● STATED EXERCISE
In the Sheffield Wednesday match report below, which two players were in control of the midfield?

● SOURCE PASSAGE
○ ○ ○ ○

Sixer’s Soapbox: Sheffield Wednesday make for a depressing Bank Holiday Monday

Malcolm Dawson writes…….there was no Northern League today. A light dusting of snow early morning and a whole heap of surface water all around the North East ensured the Bank Holiday Monday morning fixtures had no chance of going ahead. There were cash turnstiles at the Stadium of Light so was I tempted to go. I hate to say it but no I wasn’t. I hadn’t let Friday’s result fill me with optimism. I was moved, if that’s the right word, by the manager’s appeal to fans to get behind the team and the club’s willingness to put it so prominently on the website. Perhaps after years of treating us with disdain, those who have been charged with struggling to keep the club as a going concern, are trying to limit the damage which is the result of a clueless and now absentee and disinterested landlord. I take no pride in what some will see as a desertion, but sometimes I feel you have to acknowledge that when a relationship has lost its lustre it’s time to walk away.

Pete Sixsmith though was there and his report does nothing to convince me that I should have been there too. 

Sixer proving that fine words butter no parsnips

SHEFFIELD WEDNESDAY (HOME)

And that, as they say, is it! We hoped that our time in the Championship would be short and it most certainly has been. This latest defeat is the killer and the one that puts us down. Should a resurgent Birmingham City win at Bolton tonight (Tuesday) we can order the sackcloth and ashes safe in the knowledge that they will be donned at Fulham and at home to Wolverhampton Wanderers.

This was by no means our worst performance of this dismal season. The players were up for it, they looked comfortable and confident for the first hour or so and they played some decent football. Cattermole and McNair were in control of the midfield, Honeyman and Gooch scampered around as only they know how and there was some threat from McGeady. After a shaky start, Wilson settled in and along with O’Shea we looked solid at the back against a Wednesday side that seemed to play everything through Barry Bannon.

○ ○ ○ ○

● RECORD SET
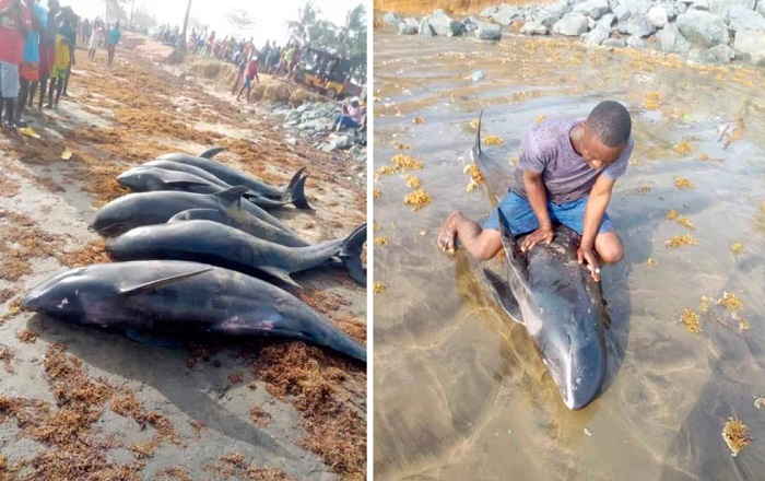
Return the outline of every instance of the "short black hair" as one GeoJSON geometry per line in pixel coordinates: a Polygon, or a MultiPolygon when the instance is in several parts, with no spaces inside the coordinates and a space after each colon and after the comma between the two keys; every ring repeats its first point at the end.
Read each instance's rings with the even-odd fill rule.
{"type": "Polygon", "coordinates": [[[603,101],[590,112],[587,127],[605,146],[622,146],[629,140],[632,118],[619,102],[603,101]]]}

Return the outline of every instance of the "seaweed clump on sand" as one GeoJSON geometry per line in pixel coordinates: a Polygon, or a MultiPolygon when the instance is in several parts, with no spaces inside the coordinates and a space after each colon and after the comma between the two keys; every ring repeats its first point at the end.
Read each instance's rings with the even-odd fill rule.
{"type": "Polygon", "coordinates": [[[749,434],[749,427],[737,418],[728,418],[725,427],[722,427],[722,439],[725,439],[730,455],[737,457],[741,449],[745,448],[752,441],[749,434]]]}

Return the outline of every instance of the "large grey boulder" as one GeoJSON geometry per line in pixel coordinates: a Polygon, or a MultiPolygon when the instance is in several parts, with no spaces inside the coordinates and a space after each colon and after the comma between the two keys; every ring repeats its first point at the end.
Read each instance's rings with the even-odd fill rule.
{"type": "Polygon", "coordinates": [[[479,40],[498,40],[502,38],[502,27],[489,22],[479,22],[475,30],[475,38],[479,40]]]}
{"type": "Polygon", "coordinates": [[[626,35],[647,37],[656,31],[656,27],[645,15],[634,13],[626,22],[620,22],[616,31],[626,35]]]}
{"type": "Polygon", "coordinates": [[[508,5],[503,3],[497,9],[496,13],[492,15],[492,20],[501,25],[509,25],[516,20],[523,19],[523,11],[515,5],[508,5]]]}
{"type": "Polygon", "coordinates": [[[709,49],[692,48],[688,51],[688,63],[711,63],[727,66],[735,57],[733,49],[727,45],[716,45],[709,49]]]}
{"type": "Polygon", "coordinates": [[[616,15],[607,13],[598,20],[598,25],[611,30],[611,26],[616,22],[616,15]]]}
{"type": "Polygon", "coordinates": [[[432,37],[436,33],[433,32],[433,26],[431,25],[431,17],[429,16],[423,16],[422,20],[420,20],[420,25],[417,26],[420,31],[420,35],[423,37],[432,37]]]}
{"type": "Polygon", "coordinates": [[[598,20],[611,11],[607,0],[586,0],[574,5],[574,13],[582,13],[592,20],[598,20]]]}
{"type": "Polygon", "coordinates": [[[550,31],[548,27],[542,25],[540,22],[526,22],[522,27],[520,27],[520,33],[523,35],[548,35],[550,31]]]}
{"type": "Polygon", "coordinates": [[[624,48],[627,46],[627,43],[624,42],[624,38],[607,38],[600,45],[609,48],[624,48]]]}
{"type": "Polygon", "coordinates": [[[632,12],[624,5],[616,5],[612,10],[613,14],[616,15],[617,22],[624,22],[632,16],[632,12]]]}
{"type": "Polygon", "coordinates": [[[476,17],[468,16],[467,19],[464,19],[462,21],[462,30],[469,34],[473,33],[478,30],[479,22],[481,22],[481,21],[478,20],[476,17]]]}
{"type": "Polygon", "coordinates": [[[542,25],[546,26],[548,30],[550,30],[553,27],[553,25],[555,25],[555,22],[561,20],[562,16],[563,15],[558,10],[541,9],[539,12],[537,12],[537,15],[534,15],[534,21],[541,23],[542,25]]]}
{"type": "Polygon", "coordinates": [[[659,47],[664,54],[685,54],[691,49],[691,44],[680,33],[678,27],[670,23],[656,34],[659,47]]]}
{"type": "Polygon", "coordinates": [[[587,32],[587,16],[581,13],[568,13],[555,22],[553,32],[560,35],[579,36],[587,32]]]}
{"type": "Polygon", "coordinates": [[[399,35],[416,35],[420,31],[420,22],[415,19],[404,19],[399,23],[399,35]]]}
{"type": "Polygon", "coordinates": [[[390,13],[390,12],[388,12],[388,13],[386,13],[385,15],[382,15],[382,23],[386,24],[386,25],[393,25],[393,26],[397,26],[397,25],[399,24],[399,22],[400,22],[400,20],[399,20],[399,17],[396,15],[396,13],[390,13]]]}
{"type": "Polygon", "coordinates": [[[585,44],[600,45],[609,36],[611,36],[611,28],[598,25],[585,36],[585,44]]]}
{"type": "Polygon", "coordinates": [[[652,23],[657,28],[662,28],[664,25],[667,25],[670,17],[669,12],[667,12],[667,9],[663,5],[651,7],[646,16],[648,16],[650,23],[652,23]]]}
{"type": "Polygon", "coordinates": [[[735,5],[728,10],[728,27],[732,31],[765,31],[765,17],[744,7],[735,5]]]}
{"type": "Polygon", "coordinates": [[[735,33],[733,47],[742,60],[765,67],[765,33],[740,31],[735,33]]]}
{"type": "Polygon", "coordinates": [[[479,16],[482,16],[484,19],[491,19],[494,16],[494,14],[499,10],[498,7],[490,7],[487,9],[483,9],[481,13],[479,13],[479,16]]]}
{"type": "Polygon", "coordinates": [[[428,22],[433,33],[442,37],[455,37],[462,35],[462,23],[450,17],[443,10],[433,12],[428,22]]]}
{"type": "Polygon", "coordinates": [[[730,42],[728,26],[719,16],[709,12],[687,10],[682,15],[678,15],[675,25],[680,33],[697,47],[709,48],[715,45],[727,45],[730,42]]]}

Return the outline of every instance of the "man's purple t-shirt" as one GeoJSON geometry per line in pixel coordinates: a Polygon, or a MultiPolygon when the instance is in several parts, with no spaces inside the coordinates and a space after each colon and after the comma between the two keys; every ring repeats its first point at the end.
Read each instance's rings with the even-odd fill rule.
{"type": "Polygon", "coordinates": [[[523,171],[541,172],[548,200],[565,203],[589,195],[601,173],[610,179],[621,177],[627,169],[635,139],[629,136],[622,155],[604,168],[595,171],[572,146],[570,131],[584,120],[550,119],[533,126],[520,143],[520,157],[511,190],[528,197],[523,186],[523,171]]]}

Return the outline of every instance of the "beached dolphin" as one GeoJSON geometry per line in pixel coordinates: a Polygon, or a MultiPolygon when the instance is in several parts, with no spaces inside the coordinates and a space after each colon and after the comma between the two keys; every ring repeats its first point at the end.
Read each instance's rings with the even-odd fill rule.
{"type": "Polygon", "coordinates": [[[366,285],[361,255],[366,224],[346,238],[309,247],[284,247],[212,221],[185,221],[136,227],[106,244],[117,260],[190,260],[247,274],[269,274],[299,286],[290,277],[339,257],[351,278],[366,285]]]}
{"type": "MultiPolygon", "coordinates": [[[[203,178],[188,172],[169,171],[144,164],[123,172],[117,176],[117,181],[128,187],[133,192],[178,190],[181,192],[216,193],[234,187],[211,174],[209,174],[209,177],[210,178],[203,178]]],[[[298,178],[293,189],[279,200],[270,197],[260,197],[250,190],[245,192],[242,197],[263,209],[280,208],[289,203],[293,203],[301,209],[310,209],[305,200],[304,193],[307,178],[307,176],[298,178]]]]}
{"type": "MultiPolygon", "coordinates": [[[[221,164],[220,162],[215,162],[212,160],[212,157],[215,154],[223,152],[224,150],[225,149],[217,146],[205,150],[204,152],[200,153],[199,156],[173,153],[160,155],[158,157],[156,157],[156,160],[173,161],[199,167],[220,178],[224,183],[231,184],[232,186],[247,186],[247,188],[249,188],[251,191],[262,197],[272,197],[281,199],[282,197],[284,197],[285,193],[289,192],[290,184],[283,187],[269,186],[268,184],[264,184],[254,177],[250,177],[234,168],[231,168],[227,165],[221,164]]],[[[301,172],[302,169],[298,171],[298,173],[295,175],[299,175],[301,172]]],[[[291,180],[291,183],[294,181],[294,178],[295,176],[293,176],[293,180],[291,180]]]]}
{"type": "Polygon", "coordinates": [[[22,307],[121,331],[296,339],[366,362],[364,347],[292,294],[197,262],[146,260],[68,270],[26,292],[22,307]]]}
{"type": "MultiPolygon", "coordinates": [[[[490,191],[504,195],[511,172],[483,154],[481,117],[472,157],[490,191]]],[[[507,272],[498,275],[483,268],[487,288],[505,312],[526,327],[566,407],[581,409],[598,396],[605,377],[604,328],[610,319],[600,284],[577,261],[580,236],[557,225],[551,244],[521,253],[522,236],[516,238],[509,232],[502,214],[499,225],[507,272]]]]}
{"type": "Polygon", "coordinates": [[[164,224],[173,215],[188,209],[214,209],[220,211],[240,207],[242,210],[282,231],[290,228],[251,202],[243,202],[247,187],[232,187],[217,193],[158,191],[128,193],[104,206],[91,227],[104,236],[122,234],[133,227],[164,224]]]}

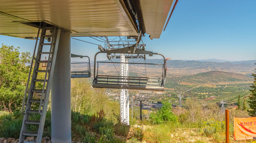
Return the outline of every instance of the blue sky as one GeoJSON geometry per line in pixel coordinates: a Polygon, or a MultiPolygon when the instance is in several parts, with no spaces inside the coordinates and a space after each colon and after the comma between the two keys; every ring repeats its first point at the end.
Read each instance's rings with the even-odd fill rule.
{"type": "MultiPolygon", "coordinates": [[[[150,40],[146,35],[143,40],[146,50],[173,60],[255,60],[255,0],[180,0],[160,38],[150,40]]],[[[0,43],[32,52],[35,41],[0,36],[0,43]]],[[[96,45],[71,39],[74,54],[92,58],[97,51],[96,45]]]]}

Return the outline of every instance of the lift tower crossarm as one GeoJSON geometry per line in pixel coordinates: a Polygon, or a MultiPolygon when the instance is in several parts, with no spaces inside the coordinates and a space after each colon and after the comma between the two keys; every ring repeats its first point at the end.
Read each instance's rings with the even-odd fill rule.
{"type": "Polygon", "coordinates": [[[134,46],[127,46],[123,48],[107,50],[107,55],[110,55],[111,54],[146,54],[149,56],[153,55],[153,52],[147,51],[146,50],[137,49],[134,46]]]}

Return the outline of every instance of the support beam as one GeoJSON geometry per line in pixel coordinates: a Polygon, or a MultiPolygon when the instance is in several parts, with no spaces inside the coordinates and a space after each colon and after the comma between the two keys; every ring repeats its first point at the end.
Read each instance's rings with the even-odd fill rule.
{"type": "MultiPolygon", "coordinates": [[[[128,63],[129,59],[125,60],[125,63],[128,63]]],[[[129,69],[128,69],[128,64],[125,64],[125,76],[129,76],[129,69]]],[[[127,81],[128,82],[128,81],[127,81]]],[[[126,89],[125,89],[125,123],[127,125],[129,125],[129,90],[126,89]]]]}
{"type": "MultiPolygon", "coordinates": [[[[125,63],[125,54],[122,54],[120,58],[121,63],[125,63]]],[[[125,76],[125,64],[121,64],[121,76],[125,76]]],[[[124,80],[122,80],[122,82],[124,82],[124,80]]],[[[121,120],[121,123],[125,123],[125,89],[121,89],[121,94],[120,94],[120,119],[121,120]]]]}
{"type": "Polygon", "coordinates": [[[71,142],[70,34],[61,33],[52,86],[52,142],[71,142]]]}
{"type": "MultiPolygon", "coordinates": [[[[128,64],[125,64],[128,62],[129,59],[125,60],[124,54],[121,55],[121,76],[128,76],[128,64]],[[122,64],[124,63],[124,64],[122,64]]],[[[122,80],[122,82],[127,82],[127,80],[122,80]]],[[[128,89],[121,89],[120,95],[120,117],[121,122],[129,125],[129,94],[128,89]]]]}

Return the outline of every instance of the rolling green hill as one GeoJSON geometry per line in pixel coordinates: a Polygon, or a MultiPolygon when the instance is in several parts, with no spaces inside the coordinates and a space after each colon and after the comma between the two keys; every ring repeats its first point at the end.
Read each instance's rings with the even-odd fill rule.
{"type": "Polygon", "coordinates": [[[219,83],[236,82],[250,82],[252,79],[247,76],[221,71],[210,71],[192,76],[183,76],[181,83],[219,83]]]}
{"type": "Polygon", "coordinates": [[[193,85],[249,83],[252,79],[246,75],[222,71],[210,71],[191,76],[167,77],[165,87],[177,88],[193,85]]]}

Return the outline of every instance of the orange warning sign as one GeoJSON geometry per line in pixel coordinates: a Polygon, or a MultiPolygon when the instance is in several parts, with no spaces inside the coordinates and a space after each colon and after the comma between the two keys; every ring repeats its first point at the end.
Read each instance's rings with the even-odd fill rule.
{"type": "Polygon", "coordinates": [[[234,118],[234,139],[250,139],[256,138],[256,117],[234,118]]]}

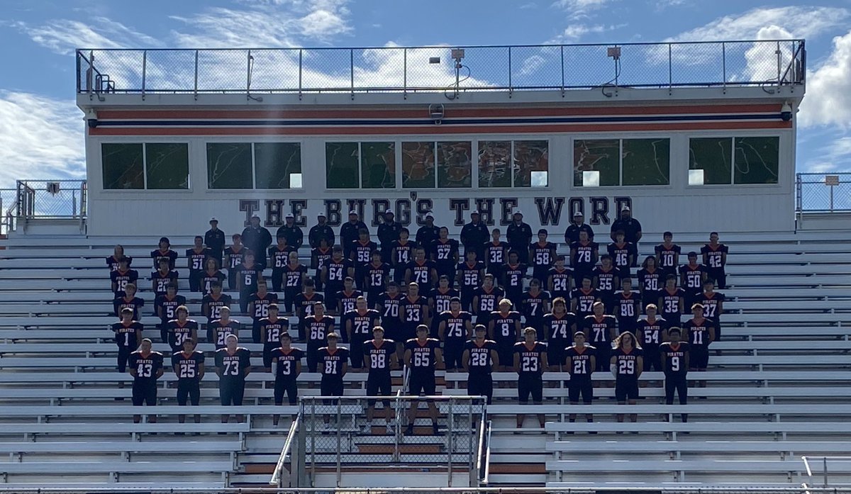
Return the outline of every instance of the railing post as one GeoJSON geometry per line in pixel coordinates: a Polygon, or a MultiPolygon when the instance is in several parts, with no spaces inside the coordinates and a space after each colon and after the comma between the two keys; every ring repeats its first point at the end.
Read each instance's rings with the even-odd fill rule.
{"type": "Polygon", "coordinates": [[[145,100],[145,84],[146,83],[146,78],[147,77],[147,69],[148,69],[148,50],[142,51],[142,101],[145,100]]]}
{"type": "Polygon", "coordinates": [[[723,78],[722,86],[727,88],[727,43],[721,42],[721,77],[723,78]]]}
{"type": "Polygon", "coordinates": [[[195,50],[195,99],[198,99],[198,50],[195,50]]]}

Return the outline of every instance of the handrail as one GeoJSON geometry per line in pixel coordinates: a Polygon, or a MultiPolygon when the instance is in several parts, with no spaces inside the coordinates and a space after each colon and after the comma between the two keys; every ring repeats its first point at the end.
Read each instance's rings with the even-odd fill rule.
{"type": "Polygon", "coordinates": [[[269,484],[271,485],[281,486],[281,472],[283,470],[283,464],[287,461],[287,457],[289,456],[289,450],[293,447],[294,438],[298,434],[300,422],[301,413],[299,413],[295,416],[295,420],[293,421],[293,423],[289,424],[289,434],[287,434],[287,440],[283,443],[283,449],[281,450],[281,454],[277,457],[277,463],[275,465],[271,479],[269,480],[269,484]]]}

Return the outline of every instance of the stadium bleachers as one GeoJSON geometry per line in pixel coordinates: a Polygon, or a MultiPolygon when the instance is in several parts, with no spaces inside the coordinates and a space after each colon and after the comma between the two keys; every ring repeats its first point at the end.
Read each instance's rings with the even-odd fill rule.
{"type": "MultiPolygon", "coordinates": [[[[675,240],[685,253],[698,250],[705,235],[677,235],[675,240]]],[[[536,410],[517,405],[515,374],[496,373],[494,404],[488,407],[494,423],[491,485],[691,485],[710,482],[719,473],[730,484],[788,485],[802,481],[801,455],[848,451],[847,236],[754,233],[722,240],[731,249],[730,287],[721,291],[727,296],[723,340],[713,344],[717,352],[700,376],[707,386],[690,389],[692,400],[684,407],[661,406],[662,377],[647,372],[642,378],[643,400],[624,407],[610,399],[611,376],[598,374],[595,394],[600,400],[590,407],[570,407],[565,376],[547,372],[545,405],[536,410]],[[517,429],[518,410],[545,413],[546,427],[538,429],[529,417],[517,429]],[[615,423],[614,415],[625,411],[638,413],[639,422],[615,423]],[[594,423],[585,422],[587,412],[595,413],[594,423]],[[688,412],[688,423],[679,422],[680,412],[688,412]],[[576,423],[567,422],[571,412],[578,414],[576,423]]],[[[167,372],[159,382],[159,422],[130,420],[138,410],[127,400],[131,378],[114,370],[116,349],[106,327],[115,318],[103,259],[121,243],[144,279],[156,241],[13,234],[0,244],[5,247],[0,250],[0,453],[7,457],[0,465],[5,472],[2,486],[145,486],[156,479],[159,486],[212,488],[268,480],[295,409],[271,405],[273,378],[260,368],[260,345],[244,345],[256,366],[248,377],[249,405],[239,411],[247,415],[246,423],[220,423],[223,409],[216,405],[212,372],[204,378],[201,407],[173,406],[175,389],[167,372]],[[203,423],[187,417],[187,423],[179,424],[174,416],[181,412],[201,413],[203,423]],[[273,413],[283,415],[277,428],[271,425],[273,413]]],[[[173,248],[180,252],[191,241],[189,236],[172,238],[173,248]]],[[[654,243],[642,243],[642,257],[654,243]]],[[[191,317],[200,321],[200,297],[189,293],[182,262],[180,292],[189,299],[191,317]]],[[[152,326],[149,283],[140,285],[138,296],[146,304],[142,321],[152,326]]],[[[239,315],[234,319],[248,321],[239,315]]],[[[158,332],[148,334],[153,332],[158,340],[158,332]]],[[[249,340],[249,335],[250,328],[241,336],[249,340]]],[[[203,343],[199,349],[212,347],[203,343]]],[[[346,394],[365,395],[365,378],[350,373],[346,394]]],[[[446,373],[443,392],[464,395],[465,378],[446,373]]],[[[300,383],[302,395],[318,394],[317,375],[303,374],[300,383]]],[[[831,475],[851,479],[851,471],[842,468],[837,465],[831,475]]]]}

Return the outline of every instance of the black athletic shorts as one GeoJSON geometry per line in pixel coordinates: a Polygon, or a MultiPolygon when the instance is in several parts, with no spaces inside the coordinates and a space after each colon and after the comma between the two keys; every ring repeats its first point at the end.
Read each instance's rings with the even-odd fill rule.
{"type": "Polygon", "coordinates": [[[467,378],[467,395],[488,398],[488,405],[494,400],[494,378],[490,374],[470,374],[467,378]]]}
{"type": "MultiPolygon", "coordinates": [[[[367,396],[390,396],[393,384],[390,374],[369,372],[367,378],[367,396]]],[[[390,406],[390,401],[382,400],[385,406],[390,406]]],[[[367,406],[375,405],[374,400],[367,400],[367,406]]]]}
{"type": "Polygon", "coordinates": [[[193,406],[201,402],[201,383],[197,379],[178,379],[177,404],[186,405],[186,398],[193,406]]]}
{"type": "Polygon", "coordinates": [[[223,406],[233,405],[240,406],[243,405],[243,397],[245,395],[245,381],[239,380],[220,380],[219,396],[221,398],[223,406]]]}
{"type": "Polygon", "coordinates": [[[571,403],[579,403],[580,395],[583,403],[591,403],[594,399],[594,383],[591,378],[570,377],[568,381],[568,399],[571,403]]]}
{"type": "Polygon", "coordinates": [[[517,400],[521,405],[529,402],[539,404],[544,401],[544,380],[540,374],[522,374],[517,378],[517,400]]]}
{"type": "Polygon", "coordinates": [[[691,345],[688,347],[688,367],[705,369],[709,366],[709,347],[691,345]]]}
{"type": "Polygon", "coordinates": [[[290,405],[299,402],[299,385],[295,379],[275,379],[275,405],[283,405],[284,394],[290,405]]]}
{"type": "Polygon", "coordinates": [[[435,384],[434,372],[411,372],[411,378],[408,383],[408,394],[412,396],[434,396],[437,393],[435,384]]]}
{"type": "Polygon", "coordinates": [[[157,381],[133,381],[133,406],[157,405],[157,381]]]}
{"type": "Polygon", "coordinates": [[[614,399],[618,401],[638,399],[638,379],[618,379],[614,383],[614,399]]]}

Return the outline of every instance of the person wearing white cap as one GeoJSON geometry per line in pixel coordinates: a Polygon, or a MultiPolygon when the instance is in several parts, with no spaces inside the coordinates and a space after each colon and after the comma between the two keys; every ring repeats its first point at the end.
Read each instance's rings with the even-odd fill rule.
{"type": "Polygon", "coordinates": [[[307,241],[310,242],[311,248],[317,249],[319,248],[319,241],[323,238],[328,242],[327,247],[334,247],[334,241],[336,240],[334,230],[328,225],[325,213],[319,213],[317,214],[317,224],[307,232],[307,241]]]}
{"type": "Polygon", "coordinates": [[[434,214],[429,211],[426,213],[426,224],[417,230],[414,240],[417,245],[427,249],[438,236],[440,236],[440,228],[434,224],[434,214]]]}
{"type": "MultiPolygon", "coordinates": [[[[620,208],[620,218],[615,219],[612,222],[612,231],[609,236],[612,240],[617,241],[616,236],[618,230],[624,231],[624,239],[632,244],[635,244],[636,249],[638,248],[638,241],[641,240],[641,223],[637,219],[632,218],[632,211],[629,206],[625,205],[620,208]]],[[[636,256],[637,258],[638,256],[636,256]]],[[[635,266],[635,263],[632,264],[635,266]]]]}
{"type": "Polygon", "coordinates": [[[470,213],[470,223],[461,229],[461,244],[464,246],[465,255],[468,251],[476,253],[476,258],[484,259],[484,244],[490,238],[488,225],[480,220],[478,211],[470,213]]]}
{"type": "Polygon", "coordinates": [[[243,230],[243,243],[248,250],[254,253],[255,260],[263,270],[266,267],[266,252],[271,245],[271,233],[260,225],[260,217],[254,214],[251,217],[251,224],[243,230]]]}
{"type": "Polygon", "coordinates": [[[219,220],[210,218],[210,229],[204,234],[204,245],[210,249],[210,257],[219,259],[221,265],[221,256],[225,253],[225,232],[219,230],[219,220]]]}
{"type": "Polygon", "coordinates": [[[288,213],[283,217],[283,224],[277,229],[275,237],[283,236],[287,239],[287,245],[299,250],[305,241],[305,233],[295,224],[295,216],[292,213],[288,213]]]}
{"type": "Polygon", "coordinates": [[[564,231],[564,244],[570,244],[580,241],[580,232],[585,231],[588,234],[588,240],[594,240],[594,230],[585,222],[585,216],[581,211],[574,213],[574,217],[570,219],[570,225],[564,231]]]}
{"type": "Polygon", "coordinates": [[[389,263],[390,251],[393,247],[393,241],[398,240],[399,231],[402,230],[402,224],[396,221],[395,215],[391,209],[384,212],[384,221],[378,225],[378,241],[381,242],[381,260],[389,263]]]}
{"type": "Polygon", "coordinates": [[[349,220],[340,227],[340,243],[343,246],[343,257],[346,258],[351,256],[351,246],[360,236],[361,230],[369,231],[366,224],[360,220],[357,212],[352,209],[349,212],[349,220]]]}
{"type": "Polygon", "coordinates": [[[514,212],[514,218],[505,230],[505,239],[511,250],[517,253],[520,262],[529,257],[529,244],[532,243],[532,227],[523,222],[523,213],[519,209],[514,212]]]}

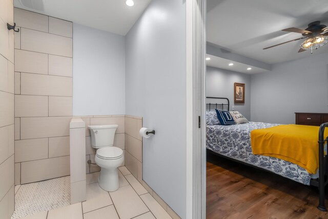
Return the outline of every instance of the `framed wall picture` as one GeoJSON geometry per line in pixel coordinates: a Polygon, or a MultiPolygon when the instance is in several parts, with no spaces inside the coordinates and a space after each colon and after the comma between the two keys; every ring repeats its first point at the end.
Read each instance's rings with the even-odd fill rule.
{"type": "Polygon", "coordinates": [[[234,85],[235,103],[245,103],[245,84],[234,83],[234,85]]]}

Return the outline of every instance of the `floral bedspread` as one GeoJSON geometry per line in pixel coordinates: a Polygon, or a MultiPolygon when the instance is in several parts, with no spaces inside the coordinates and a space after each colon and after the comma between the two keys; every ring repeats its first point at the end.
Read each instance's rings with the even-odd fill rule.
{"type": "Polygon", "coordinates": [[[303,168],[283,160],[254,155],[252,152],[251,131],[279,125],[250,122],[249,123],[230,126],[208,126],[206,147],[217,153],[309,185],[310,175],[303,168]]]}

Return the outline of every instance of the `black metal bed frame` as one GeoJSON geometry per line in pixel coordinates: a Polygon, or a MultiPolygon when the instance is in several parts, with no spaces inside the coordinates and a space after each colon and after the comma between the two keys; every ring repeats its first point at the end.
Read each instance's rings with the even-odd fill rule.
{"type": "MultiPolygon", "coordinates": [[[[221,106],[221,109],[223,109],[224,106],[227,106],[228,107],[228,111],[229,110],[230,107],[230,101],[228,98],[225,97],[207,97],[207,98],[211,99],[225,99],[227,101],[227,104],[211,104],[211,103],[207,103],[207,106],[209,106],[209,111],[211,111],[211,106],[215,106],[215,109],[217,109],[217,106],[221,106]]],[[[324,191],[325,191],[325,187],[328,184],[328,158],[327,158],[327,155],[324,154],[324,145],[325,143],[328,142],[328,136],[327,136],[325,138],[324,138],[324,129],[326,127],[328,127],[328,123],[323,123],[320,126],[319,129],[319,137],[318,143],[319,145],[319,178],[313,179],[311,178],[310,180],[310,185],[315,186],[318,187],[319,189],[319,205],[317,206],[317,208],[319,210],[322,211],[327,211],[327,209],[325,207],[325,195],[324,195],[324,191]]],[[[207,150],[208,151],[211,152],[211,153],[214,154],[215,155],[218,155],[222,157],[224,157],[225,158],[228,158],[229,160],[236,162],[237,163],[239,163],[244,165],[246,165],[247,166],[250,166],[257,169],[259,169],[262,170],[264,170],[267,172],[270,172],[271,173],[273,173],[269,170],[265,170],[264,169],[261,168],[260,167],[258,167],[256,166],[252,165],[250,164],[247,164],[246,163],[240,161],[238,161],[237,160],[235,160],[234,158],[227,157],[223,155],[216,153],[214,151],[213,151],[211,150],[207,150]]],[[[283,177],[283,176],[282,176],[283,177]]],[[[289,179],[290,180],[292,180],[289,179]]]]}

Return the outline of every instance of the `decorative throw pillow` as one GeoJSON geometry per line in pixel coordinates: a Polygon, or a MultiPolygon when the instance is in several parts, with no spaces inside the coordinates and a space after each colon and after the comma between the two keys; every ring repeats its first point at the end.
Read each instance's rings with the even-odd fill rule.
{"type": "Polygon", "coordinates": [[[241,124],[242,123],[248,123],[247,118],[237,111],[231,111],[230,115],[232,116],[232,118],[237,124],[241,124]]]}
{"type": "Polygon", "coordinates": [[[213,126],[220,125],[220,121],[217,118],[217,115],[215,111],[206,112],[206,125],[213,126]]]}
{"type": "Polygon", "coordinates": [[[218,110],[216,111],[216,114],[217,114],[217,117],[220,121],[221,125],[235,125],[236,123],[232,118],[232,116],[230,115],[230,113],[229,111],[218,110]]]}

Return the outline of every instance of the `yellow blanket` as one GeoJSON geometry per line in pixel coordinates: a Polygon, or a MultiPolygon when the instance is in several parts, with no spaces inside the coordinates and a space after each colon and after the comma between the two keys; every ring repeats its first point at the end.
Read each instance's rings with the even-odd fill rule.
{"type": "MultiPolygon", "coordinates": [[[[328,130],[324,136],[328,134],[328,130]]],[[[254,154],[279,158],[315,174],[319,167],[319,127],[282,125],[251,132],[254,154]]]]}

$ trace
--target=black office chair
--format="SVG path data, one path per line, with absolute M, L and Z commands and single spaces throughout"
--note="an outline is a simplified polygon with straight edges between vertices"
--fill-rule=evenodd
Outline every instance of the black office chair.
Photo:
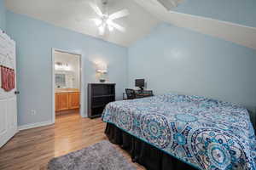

○ ○ ○ ○

● WRITTEN RESPONSE
Cattermole and McNair